Finally got to fixing the formatting in the initial comment - sorry for the delay

Peter

Comment by Prakash Surya (Inactive) [ 26/Jul/11 ]

Thanks Peter!

Comment by Peter Jones [ 27/Jul/11 ]

Lai

Could you please dig into this one further? Liang is available to help if need be.

Thanks

Peter

Comment by Lai Siyao [ 02/Aug/11 ]

Liang,

Could you give me a hint which part of OFA source code should I look into to verify TX may be finalized twice? HCA driver (eg. mthca) or core? Thanks!

Comment by Peter Jones [ 08/Aug/11 ]

Liang

Ah, I see that you were not added as a watcher to this ticket so you missed this question

"Liang,

Could you give me a hint which part of OFA source code should I look into to verify TX may be finalized twice? HCA driver (eg. mthca) or core? Thanks!"

Comment by Liang Zhen (Inactive) [ 08/Aug/11 ]

Lai, I think it's mthca because we got this error message:
ib_mthca 0000:07:00.0: SQ 000413 full (292641 head, 292873 tail, 4096 max, 0 nreq)
we probably need to look into post_send implementation in drivers/infiniband/hw/mthca/mthca_qp.c

we can see the LASSERT give us information like this:
(o2iblnd_cb.c:980:kiblnd_tx_complete()) ASSERTION(tx->tx_sending > 0)
failed: TX: ffffc200003da540, type: IMMEDIATE, magic: deadbeef, sending: 0,
waiting: 0, queued: 0, cookie: 9361598, comps: 1, status: 0

these information are outputted by this patch
https://bugzilla.lustre.org/attachment.cgi?id=31074

magic number is 0xdeadbeef and completion couter is 1, which means the TX has already been finalized.
I suspect kiblnd_post_tx_locked()->ib_post_send() failed for some reason so the TX should be finalized in kiblnd_post_tx_locked() and we shouldn't see any completion
event for this TX anymore, but for some unknown reason we did see an unexpected event and call kiblnd_tx_complete() for the same TX again.

_EXERCISE OBJECTIVE_: Can you extend the bug-ticket thread above about the double-finalized TX and the kiblnd_tx_complete() assertion, starting right after its final sentence?

_ITEMS_:
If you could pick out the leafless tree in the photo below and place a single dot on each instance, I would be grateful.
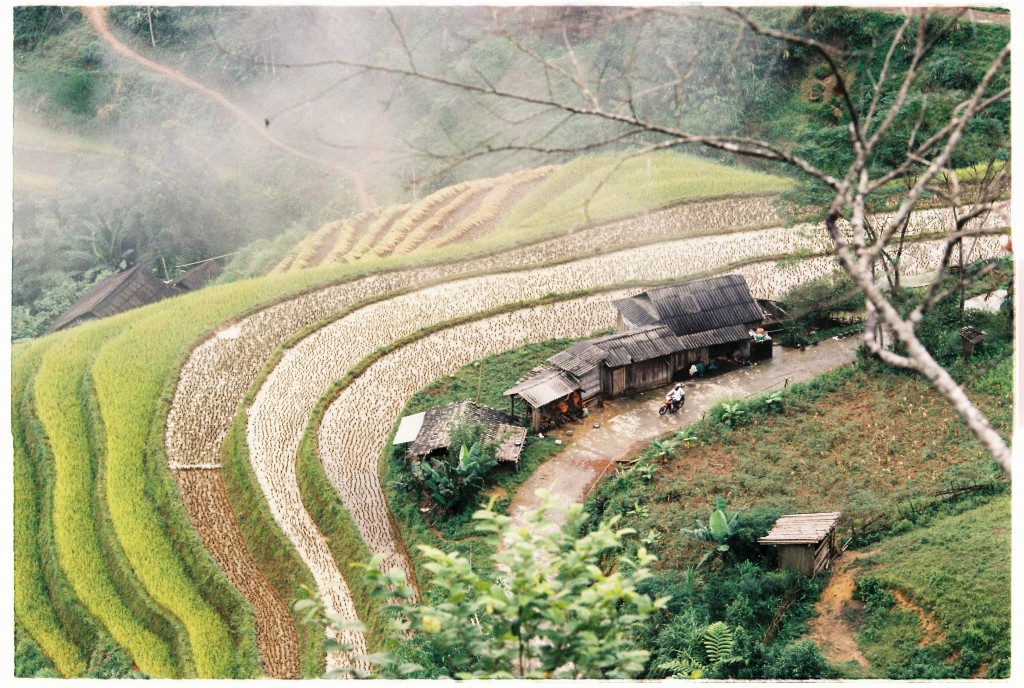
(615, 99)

---

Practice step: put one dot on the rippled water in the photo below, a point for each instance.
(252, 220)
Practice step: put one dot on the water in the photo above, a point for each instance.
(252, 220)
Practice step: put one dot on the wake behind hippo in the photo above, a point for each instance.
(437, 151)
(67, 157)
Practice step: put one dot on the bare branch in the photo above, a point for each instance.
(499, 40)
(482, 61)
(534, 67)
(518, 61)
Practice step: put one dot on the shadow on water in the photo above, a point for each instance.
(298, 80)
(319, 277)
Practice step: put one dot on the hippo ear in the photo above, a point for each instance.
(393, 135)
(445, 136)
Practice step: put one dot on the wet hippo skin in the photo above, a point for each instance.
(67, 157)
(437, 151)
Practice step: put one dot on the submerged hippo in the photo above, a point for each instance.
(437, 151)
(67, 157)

_ANSWER FOR THE TASK_:
Comment by Lai Siyao [ 05/Dec/11 ]

The ib_mthca SQ full looks similar to the problem of http://linux.derkeiler.com/Mailing-Lists/Kernel/2006-11/msg00108.html , Prakash, could you check the patch is included in your kernel?

Liang, the ASSERTED tx->tx_comps: 1 means the completion has been handled already, and this is the second time it's called. Therefor, I'm not sure this tx is finalized in kiblnd_post_tx_locked() or in kiblnd_tx_complete().

I made a debug patch to print address of failed tx in kiblnd_post_tx_locked(), Prakash, could you merge this patch (along with Liang's) and reproduce this issue?

Comment by Lai Siyao [ 05/Dec/11 ]

print address of failed tx in kiblnd_post_tx_locked().

Comment by Prakash Surya (Inactive) [ 19/Jan/12 ]

We recently hit this again. Here's the report from our admin:

fyi: it seems to have happened again on atlas825 at a newer version of lustre
lustre-modules-1.8.5.0-6chaos_2.6.18_108chaos.ch4.4
lustre-1.8.5.0-6chaos_2.6.18_108chaos.ch4.4
lustre-tools-llnl-1.3-1.ch4.4
No infiniband errors reported for that node at that time.
I'll leave it for a couple of days, but it appears hung

<ConMan> Console [atlas825] log at 2012-01-19 13:00:00 PST.

<ConMan> Console [atlas825] log at 2012-01-19 14:00:00 PST.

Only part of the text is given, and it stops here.